Records contained in a dataset
● ● ●
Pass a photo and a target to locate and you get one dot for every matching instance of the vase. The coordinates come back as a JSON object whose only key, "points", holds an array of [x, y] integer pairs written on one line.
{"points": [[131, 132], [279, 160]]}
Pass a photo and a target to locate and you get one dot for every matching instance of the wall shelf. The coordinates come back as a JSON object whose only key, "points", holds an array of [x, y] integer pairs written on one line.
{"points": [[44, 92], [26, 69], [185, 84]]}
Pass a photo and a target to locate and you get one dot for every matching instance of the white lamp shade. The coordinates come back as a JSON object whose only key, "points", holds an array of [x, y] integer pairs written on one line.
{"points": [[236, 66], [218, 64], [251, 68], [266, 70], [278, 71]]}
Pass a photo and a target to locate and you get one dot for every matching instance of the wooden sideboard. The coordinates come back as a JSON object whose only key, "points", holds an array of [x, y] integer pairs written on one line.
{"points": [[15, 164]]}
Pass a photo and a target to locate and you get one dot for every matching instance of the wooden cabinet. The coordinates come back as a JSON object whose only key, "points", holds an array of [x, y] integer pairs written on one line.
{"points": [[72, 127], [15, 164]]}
● ● ●
Work instructions
All of the data shown above must be copied exactly.

Task answer
Pass a photo and a target to locate and you get one dot for every matching instance of the vase. The coordinates come back as a JSON object whose only key, "points", holds an array of [x, y] integer pairs written on one line.
{"points": [[131, 132], [279, 160]]}
Pass a photo and a target to locate and you get one dot for every matching instance of the wall shelf. The coordinates come back as a JSON object whose only key, "points", holds an array of [x, y] integer pairs written on one line.
{"points": [[44, 92], [26, 69], [185, 84]]}
Pass a photo and a target to locate and you get one dot for every matching instance of the white lamp shade. The coordinates come back as a JSON object whose only key, "points", holds an array of [x, y] integer pairs written on one line.
{"points": [[236, 66], [218, 64], [251, 68], [266, 70], [278, 71]]}
Pass a photo and a target to locate and you get one dot for every matching instance of the wooden sideboard. The coordinates come back as a JSON object whose only key, "points", holds an array of [x, y] integer pairs written on one line.
{"points": [[15, 164]]}
Pass a photo and a target to locate and you get one dot for every matching instance of the wooden cabinet. The coordinates come back as a JSON object whose only key, "points", holds an array of [x, y] integer pairs written on one line.
{"points": [[72, 127], [15, 164]]}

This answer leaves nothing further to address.